### Görev seti
**A.** Çevre duyarlılığı konulu metne göre aşağıdaki (i), (ii) ve (iii) ifadelerinin doğru olup olmadığını belirtin. Her biri için evet ya da hayır deyin ve kararı belirleyen sözleri metinden aynen alıntılayın. (i) Yazar, sayın Değer'in iyimserliğini kabul etmekte zorluk çektiğini söylüyor. (ii) Yazarın çektiği zorluk, çocuklara güvenmemesinden kaynaklanıyor. (iii) Yerel HABİTAT Konferansı 1996 yılında İzmir'de yapıldı.
**B.** Çevre duyarlılığı konulu metinde "ÇOK KOLAY !..." ile "diyerek son vermiş." arasındaki bölümü, bu iki ifade de dahil olmak üzere, hiçbir değişiklik yapmadan yazdırın.

### Kaynak metin
▬▬▬
ÇOK KOLAY !...

Çocukların çevre konusundaki duyarlıklarını ve büyüklerine karşı tepkilerini anlıyorsam da, sayın Değer'in iyimserliğini kabul etmekte zorluk çekiyorum.
Çektiğim zorluk, çocuklara güvenmemekten değil, aşağıda da açıklanacağı üzere, onlara, sosyal yaşamda kötü örnek olacağımızdan ve onları kendimize benzeteceğimizden kaynaklanıyor…
Sayın Değer, yazısına, “nerede yanlış yaptığımızı sorgulayalım” diyerek son vermiş.
Ben, yanlışımızı; iyiyi, güzeli ve doğruyu, bu evrensel değerleri ortaya koyma konusundaki yetersizliğimizde görüyorum.
Şöyle ki:

1996 yılında Bodrum’da gerçekleştirilen Yerel HABİTAT Konferansı’nda, çocuklarımız ürettikleri ilginç projeleri açıkladılar.
▬▬▬
Bir koleksiyondan alınan kayıtlar:
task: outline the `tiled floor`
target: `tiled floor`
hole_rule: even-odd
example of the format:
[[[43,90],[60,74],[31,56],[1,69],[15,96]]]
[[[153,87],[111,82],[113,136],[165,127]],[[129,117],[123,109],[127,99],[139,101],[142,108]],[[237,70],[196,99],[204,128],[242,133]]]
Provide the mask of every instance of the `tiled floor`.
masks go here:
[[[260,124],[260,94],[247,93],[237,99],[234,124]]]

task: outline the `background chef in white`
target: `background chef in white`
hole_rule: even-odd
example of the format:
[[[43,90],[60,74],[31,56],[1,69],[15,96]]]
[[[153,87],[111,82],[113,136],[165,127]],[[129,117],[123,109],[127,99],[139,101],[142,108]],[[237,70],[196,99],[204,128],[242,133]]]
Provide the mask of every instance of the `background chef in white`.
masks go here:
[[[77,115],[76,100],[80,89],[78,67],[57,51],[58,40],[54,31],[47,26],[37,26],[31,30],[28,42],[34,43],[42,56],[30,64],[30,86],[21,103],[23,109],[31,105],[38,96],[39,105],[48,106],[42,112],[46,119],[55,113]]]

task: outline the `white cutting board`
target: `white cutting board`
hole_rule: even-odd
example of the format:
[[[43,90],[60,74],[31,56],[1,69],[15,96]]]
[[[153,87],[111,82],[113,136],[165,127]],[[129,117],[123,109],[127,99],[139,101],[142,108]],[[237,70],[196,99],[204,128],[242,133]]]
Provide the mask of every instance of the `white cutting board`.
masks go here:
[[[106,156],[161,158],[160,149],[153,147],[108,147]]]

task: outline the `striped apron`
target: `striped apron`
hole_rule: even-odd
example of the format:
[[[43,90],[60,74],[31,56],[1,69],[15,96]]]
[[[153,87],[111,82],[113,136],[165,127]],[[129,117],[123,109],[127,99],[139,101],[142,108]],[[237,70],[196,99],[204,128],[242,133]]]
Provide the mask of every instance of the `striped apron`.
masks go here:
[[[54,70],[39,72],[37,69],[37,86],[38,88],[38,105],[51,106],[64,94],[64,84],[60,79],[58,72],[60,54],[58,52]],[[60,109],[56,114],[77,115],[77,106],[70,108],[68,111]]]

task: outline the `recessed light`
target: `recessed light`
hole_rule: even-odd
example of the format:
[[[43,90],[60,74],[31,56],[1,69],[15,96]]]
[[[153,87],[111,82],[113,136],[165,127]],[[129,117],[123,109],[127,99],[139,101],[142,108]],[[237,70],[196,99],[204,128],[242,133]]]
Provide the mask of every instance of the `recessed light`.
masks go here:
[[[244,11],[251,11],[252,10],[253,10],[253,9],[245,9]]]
▬▬▬
### Görevlere göre yanıtlar
**A.**
(i) Evet: "sayın Değer'in iyimserliğini kabul etmekte zorluk çekiyorum"
(ii) Hayır: "Çektiğim zorluk, çocuklara güvenmemekten değil"
(iii) Hayır: "1996 yılında Bodrum’da gerçekleştirilen Yerel HABİTAT Konferansı’nda"

**B.**
ÇOK KOLAY !...

Çocukların çevre konusundaki duyarlıklarını ve büyüklerine karşı tepkilerini anlıyorsam da, sayın Değer'in iyimserliğini kabul etmekte zorluk çekiyorum.
Çektiğim zorluk, çocuklara güvenmemekten değil, aşağıda da açıklanacağı üzere, onlara, sosyal yaşamda kötü örnek olacağımızdan ve onları kendimize benzeteceğimizden kaynaklanıyor…
Sayın Değer, yazısına, “nerede yanlış yaptığımızı sorgulayalım” diyerek son vermiş.